| EXERCISE DETAILS |
Copy the rows below, changing each "instance" to "item" and keeping everything else the same.

| INFORMATION SUPPLIED |
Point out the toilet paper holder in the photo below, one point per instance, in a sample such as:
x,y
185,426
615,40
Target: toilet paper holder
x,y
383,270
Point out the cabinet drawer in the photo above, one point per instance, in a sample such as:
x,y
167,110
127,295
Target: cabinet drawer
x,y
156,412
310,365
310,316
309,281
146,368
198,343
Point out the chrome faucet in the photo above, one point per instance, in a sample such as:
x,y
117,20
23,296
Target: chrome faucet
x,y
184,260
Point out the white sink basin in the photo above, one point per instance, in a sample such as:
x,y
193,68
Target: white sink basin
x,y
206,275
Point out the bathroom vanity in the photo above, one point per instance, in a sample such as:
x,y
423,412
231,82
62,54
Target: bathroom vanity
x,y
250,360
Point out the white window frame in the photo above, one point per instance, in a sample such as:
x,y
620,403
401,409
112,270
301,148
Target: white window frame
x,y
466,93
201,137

| ANSWER TO THE PROBLEM |
Point out the toilet paper holder in the photo below, one point per item, in a sample such as:
x,y
185,426
615,40
Target: toilet paper holder
x,y
383,270
Point out the cabinet drawer in the photo above, one point per item, in a sample such as:
x,y
167,110
127,295
Target: cabinet drawer
x,y
156,412
310,365
310,316
309,281
146,368
198,343
Point out the chrome faucet in the photo above, one point per item, in a sample such as:
x,y
117,20
23,296
Target: chrome faucet
x,y
184,260
Point out the white sink basin in the photo above, one point per item, in a sample such as:
x,y
193,68
Target: white sink basin
x,y
206,275
Point out the bathroom vanity in the photo above, one point per item, in a sample such as:
x,y
423,412
231,82
62,54
Target: bathroom vanity
x,y
250,360
Point out the white window frame in the photo above, one point per item, in a sample such as:
x,y
620,403
401,409
112,270
301,148
Target: white window frame
x,y
466,93
201,137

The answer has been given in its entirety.